* [RECORDS FOR THE EXERCISE]
------

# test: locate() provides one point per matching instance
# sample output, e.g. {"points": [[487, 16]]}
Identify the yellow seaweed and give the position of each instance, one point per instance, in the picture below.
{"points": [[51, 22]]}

------

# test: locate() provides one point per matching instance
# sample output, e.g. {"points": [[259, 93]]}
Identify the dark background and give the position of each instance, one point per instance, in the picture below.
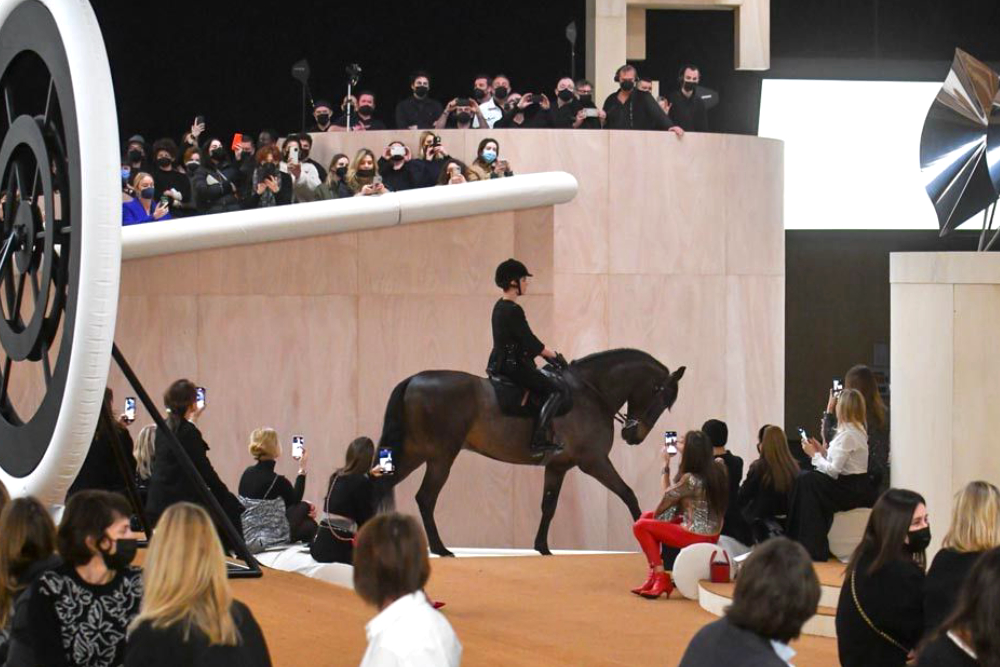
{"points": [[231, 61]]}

------

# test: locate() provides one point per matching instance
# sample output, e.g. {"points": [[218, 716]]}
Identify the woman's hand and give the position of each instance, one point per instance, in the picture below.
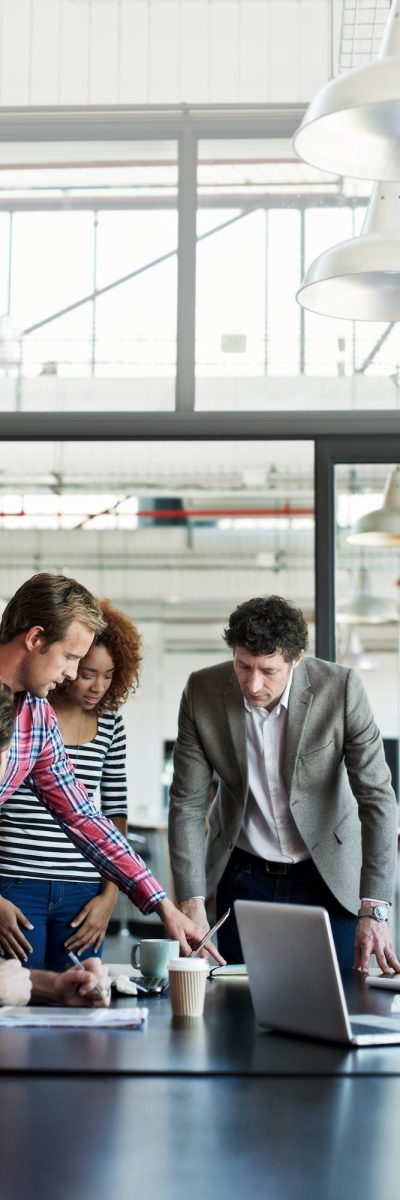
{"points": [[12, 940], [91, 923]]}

------

* [SHORT EXERCISE] State how many lines of the listing above contain the word "Identify". Give only the number.

* [FINISHED EXERCISE] 3